**MATERIAL FOR THE TASK:**
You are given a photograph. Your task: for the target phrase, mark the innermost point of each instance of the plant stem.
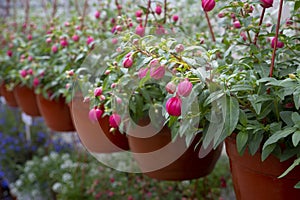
(259, 25)
(147, 14)
(276, 38)
(165, 14)
(210, 27)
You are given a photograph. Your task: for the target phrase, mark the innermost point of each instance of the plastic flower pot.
(56, 114)
(8, 96)
(254, 179)
(160, 158)
(95, 136)
(26, 99)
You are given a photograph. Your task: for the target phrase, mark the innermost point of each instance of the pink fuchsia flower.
(175, 18)
(158, 9)
(279, 43)
(266, 3)
(75, 38)
(157, 72)
(143, 72)
(115, 120)
(89, 40)
(184, 88)
(23, 73)
(171, 87)
(140, 30)
(64, 43)
(173, 106)
(179, 48)
(29, 37)
(237, 24)
(36, 82)
(139, 13)
(208, 5)
(9, 53)
(97, 14)
(95, 114)
(54, 49)
(98, 91)
(127, 62)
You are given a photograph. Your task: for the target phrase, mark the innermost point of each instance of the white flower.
(57, 187)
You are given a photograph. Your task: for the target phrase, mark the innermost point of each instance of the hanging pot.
(160, 158)
(8, 96)
(56, 114)
(26, 99)
(254, 179)
(95, 136)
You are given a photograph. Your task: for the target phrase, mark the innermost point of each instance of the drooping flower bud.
(184, 88)
(158, 9)
(171, 87)
(157, 72)
(279, 43)
(140, 30)
(115, 120)
(143, 72)
(266, 3)
(208, 5)
(95, 114)
(173, 106)
(127, 62)
(97, 91)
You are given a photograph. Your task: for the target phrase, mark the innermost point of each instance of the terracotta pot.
(162, 159)
(95, 136)
(9, 96)
(26, 99)
(254, 179)
(56, 114)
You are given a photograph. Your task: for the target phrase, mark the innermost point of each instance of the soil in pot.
(56, 114)
(26, 99)
(254, 179)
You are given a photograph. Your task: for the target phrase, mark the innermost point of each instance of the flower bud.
(23, 73)
(115, 120)
(140, 30)
(139, 13)
(208, 5)
(237, 24)
(158, 10)
(157, 72)
(97, 14)
(95, 114)
(127, 63)
(143, 72)
(266, 3)
(179, 48)
(184, 88)
(173, 106)
(279, 43)
(171, 87)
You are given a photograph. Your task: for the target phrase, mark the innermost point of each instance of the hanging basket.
(26, 99)
(95, 136)
(254, 179)
(162, 159)
(8, 96)
(56, 114)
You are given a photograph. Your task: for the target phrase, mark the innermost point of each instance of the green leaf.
(267, 151)
(279, 135)
(296, 138)
(241, 141)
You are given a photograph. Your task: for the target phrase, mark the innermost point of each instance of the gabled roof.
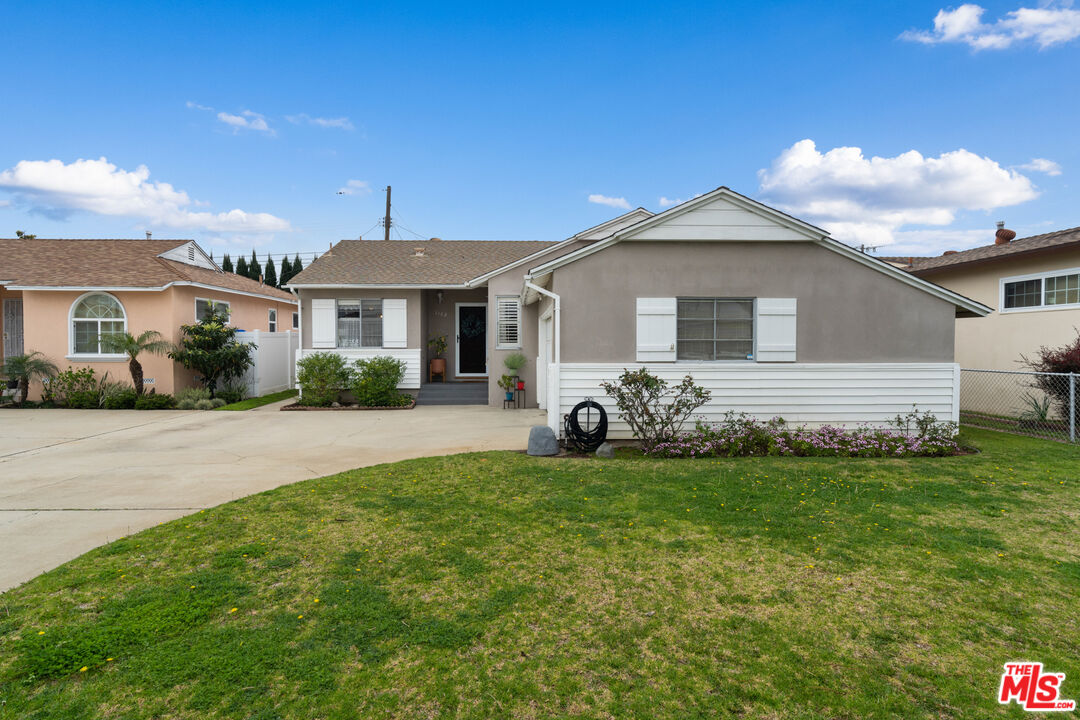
(421, 263)
(1049, 241)
(56, 263)
(795, 230)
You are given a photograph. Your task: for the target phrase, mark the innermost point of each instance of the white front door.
(12, 327)
(470, 345)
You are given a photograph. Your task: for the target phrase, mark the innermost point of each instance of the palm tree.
(25, 369)
(149, 341)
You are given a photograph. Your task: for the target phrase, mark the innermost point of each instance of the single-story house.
(1034, 283)
(61, 296)
(766, 311)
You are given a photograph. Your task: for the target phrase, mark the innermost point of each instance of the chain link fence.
(1037, 404)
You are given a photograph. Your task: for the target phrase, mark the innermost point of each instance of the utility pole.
(386, 220)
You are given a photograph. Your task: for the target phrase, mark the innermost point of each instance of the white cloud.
(1050, 25)
(1042, 165)
(610, 202)
(97, 186)
(339, 123)
(355, 188)
(867, 200)
(245, 120)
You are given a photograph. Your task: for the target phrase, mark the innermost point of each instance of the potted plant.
(437, 364)
(507, 383)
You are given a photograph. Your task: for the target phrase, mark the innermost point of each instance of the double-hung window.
(203, 306)
(360, 323)
(715, 328)
(509, 318)
(1045, 290)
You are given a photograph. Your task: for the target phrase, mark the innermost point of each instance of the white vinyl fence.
(274, 368)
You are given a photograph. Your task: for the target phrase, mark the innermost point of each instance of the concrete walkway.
(73, 479)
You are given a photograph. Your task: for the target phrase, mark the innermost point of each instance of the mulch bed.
(298, 407)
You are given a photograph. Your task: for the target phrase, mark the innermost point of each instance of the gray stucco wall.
(847, 312)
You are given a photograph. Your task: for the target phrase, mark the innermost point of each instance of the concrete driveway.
(73, 479)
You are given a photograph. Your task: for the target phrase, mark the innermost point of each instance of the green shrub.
(232, 392)
(121, 399)
(73, 389)
(322, 377)
(376, 380)
(154, 402)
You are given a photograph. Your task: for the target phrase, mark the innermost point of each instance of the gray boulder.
(542, 442)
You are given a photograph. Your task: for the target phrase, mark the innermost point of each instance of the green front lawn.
(497, 585)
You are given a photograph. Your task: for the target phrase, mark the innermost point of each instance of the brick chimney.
(1003, 235)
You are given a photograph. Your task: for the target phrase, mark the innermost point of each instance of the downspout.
(553, 377)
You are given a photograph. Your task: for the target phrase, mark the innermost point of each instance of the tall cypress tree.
(270, 273)
(286, 272)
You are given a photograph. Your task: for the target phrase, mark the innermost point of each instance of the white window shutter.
(323, 323)
(656, 329)
(394, 323)
(775, 329)
(509, 320)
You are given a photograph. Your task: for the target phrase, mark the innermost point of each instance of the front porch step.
(453, 393)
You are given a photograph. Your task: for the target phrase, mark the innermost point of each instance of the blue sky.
(534, 121)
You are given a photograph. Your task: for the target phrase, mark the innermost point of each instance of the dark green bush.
(121, 399)
(322, 377)
(376, 380)
(154, 402)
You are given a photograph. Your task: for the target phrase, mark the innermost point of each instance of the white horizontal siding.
(409, 355)
(838, 393)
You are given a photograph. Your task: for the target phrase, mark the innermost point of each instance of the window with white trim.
(94, 316)
(1052, 289)
(203, 306)
(715, 328)
(509, 322)
(360, 323)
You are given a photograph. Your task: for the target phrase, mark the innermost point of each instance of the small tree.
(1065, 358)
(148, 341)
(210, 348)
(653, 410)
(270, 274)
(25, 369)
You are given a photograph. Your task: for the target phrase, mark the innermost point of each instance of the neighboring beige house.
(1033, 282)
(59, 296)
(766, 311)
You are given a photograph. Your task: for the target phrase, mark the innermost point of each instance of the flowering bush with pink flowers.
(740, 435)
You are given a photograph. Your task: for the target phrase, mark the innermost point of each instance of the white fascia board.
(366, 286)
(104, 288)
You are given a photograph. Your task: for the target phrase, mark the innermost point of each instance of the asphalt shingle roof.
(110, 263)
(990, 253)
(397, 261)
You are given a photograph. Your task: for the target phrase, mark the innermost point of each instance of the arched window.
(92, 316)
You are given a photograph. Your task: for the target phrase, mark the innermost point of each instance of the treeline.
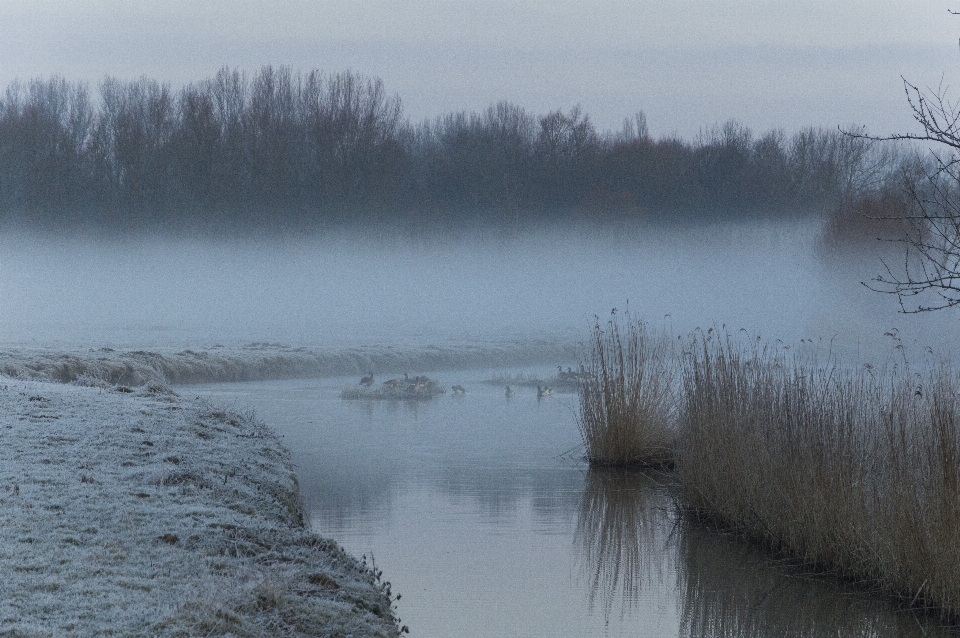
(314, 146)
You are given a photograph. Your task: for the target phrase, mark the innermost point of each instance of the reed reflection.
(731, 590)
(624, 532)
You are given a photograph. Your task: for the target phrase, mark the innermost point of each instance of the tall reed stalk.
(855, 471)
(627, 387)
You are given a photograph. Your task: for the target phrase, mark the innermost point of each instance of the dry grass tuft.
(853, 471)
(627, 393)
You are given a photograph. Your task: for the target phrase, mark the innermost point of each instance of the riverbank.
(266, 361)
(139, 512)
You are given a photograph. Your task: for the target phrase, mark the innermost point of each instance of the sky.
(688, 65)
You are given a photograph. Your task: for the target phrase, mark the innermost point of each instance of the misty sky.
(686, 64)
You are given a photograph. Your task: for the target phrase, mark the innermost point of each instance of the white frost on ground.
(258, 361)
(139, 512)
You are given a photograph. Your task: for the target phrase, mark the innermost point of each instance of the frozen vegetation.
(258, 361)
(139, 512)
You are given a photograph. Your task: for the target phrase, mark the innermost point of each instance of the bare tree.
(929, 277)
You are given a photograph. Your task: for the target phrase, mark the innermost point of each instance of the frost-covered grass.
(137, 512)
(261, 361)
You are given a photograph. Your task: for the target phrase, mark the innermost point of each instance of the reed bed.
(851, 471)
(627, 389)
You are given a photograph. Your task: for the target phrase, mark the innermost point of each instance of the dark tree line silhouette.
(281, 145)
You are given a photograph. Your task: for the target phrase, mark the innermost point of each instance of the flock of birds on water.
(416, 384)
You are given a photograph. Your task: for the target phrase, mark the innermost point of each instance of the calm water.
(479, 512)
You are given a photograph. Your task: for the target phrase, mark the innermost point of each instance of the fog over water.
(483, 287)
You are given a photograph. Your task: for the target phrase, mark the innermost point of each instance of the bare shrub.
(627, 395)
(850, 470)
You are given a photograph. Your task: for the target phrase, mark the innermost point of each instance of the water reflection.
(729, 589)
(624, 534)
(630, 540)
(470, 506)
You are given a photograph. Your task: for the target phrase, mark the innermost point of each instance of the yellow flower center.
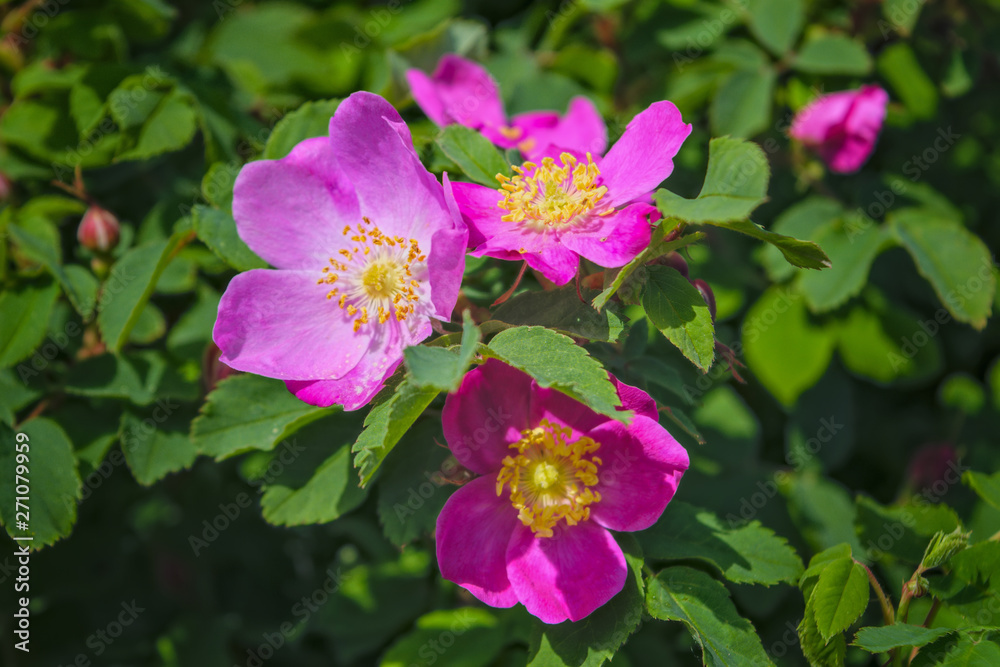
(551, 196)
(550, 479)
(376, 275)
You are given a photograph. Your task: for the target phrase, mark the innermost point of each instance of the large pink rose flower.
(843, 127)
(460, 91)
(554, 212)
(555, 478)
(368, 248)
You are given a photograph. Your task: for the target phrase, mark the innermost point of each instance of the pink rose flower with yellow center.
(460, 91)
(843, 127)
(552, 212)
(367, 247)
(554, 478)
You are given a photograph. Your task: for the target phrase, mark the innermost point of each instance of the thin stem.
(517, 281)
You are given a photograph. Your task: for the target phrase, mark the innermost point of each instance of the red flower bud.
(98, 230)
(706, 294)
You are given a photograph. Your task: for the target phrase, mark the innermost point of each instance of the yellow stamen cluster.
(374, 274)
(550, 479)
(548, 195)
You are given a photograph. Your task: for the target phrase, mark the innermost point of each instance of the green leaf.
(128, 288)
(833, 54)
(819, 652)
(986, 486)
(442, 369)
(899, 66)
(703, 605)
(742, 105)
(78, 283)
(474, 153)
(170, 127)
(312, 119)
(803, 254)
(413, 488)
(556, 361)
(247, 412)
(676, 307)
(595, 639)
(785, 370)
(884, 639)
(562, 309)
(217, 230)
(747, 554)
(884, 343)
(475, 637)
(776, 23)
(151, 452)
(840, 596)
(329, 494)
(53, 481)
(25, 310)
(851, 252)
(955, 261)
(386, 424)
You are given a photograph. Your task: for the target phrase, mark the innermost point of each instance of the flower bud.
(98, 230)
(706, 294)
(214, 371)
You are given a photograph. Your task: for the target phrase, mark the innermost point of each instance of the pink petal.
(460, 91)
(843, 127)
(373, 147)
(641, 467)
(291, 211)
(486, 415)
(354, 391)
(581, 131)
(490, 235)
(612, 240)
(473, 531)
(566, 576)
(281, 325)
(643, 157)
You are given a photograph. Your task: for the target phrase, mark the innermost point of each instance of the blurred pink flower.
(555, 478)
(461, 91)
(843, 127)
(98, 230)
(368, 248)
(554, 212)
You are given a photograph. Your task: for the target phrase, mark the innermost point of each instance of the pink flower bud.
(98, 230)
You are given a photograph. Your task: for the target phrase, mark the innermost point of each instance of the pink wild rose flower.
(554, 478)
(367, 245)
(461, 91)
(555, 211)
(843, 127)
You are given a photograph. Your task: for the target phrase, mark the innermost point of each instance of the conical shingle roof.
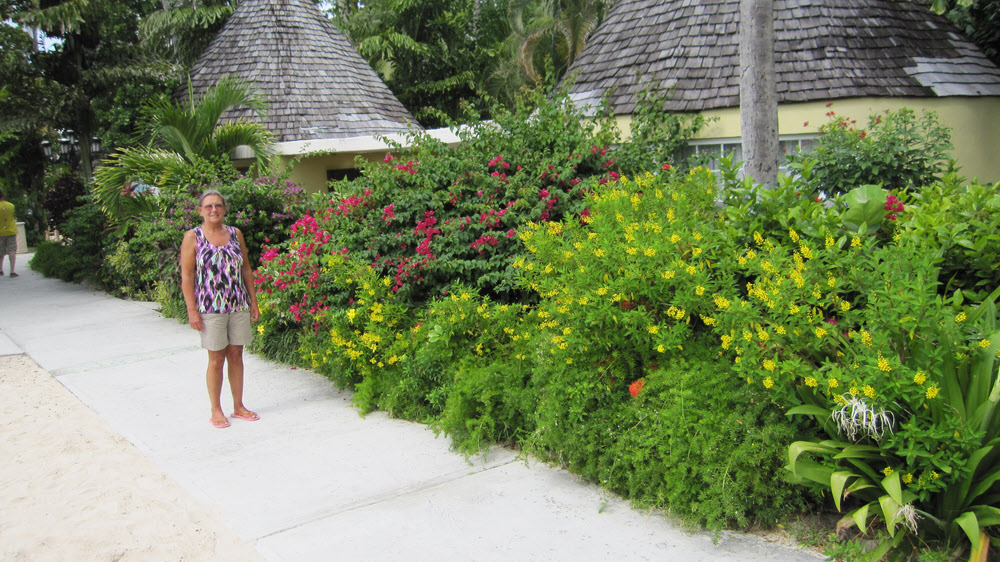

**PROBLEM STATEMENT:** Take the line containing "red flower bud." and every line after it up to the end of the entries, and quote them exactly. Both ends count; the pictures do not.

**OUTPUT FOR THIS TASK:**
You are given a photograph. Your task: for the target phrase, mark the innermost point of each instance of the red flower bud.
(98, 230)
(706, 294)
You are given a photograph. Your task: for the target phrase, mark the innermost point of each instance of the yellow stamen cluster.
(374, 274)
(550, 479)
(548, 195)
You are given a photograph. Your task: for the target phrase, mark the innermost point of each instance of the green leaf.
(128, 288)
(833, 54)
(819, 652)
(986, 486)
(442, 369)
(899, 66)
(703, 605)
(742, 105)
(78, 283)
(474, 153)
(170, 127)
(312, 119)
(803, 254)
(413, 488)
(556, 361)
(247, 412)
(676, 307)
(595, 639)
(785, 370)
(884, 639)
(562, 309)
(217, 230)
(747, 554)
(884, 343)
(475, 637)
(776, 23)
(151, 452)
(840, 596)
(329, 494)
(53, 481)
(25, 310)
(851, 252)
(955, 261)
(386, 424)
You are given a photograph. Your task: for the target phrase, mark the innermost point of each instance of the flower bud.
(98, 230)
(706, 294)
(214, 371)
You are given a photograph. Your task: for the target phrase, mark the innermost point of each instance of the pink petal.
(460, 91)
(843, 127)
(373, 147)
(641, 467)
(291, 211)
(486, 415)
(354, 391)
(581, 131)
(490, 235)
(612, 240)
(473, 531)
(566, 576)
(281, 325)
(643, 157)
You are given a photograph. Your task: for the target phrase, mark the innermost point of each instance of the blurred pink flower.
(555, 478)
(461, 91)
(843, 127)
(98, 230)
(368, 248)
(554, 212)
You are given a photograph. Your task: for the target phrase, mark the innermost point of each instance of the pink flower bud.
(98, 230)
You are given a photograph. Your task: for the target phrase, mark the innermost point of each instance of the pink wild rose flower.
(554, 478)
(367, 245)
(461, 91)
(555, 211)
(843, 127)
You are given a photograph. Your task: for the target phrase, mark the innermost point of each instance of the conical shingle roof.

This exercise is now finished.